begin Document section
Feb. 6th, 2016

stability

Feb. 6th, 2016 03:49 pm
aryanhwy: (Default)
Long-time readers of this LJ will know that I am not a big fan of change (pity Joel when he upgrades some aspect of my computer that CHANGES HOW THE ICONS LOOK or WHERE THE MENUS ARE LISTED. I use the old LJ post mechanism AND friends feed. Ditto for Wordpress), and it seems like dealing with it only gets harder, rather than easier.

One of the things that sometimes still catches me by surprise about our current situation is how stable it is. It isn't just that I know where we'll be in another year or two, or what we'll be doing, I have a good idea where we'll be in another twenty years, and who I'll be doing it with. And when I realize that, it still takes my breath away.

Joel's birthday was yesterday, and Thursday we went out to eat to celebrate (we were going to go on his birthday, until we realized we had no groceries and nothing in the freezer...). In the morning, I told Gwen we were going to the Queen's Head for supper, and her comment was, "Is Thomas going to be there?" (not an unusual request, since we basically go to the Queen's Head for birthday dinners or to meet up with Thomas), and I laughed and said no, and thought about how quickly she has integrated the new people we've/she's met since moving into her life.

I remember my first few times going to ESMLS, how the senior scholars seemed so delighted to see each other, and not for academic reasons but for social reasons -- they were asking about each other's wives and kids and grandkids, and it seemed so...it's hard to describe it, it was both incredibly friendly and a bit exclusive, simply because as a young junior scholar you stand on the outskirts and realize that these people have been attending the same conferences, seeing each other every other year or so, for as long as you've been alive, and you know that by the time you've been around as long as they have, they'll be dead, so you'll never really be able to enter their circle, at least not in the same way.
end Document section
- _What this task involves_
Transcribe the journal entry titled "stability" in full, word for word, including its date line and header.
begin Material provided
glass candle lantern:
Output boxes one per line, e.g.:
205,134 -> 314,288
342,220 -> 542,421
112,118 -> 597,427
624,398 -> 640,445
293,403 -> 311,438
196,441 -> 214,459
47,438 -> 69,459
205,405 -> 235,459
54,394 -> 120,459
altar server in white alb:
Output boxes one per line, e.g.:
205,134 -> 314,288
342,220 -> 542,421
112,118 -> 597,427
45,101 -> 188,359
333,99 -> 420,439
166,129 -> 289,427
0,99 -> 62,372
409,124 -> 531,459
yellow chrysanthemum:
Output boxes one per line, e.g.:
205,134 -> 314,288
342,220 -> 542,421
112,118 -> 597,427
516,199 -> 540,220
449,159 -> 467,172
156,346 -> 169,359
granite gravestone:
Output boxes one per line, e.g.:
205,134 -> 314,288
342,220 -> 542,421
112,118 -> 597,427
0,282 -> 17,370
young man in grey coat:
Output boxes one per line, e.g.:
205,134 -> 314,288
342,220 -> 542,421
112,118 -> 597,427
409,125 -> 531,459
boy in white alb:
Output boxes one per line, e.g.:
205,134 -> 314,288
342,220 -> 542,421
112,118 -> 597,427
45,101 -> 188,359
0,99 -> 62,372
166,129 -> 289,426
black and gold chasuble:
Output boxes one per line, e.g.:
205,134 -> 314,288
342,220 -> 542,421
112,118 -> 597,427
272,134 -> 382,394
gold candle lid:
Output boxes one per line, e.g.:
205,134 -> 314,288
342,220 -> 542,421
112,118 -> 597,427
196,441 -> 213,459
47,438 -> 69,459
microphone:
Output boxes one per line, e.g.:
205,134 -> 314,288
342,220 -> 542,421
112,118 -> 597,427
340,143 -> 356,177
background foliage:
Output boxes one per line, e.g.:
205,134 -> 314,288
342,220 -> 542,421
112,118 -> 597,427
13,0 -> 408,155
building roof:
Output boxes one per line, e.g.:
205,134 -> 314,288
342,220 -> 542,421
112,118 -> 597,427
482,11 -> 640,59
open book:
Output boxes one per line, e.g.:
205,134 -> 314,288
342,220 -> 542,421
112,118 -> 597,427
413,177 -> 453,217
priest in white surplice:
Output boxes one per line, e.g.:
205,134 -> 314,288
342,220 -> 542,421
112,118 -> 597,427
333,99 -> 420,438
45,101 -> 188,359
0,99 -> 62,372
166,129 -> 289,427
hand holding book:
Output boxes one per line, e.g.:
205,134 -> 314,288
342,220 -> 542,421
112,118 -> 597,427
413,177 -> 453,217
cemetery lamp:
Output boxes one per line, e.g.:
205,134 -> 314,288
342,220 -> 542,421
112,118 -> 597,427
end Material provided
- _Solution to the exercise_
Feb. 6th, 2016

stability

Feb. 6th, 2016 03:49 pm
aryanhwy: (Default)
Long-time readers of this LJ will know that I am not a big fan of change (pity Joel when he upgrades some aspect of my computer that CHANGES HOW THE ICONS LOOK or WHERE THE MENUS ARE LISTED. I use the old LJ post mechanism AND friends feed. Ditto for Wordpress), and it seems like dealing with it only gets harder, rather than easier.

One of the things that sometimes still catches me by surprise about our current situation is how stable it is. It isn't just that I know where we'll be in another year or two, or what we'll be doing, I have a good idea where we'll be in another twenty years, and who I'll be doing it with. And when I realize that, it still takes my breath away.

Joel's birthday was yesterday, and Thursday we went out to eat to celebrate (we were going to go on his birthday, until we realized we had no groceries and nothing in the freezer...). In the morning, I told Gwen we were going to the Queen's Head for supper, and her comment was, "Is Thomas going to be there?" (not an unusual request, since we basically go to the Queen's Head for birthday dinners or to meet up with Thomas), and I laughed and said no, and thought about how quickly she has integrated the new people we've/she's met since moving into her life.

I remember my first few times going to ESMLS, how the senior scholars seemed so delighted to see each other, and not for academic reasons but for social reasons -- they were asking about each other's wives and kids and grandkids, and it seemed so...it's hard to describe it, it was both incredibly friendly and a bit exclusive, simply because as a young junior scholar you stand on the outskirts and realize that these people have been attending the same conferences, seeing each other every other year or so, for as long as you've been alive, and you know that by the time you've been around as long as they have, they'll be dead, so you'll never really be able to enter their circle, at least not in the same way.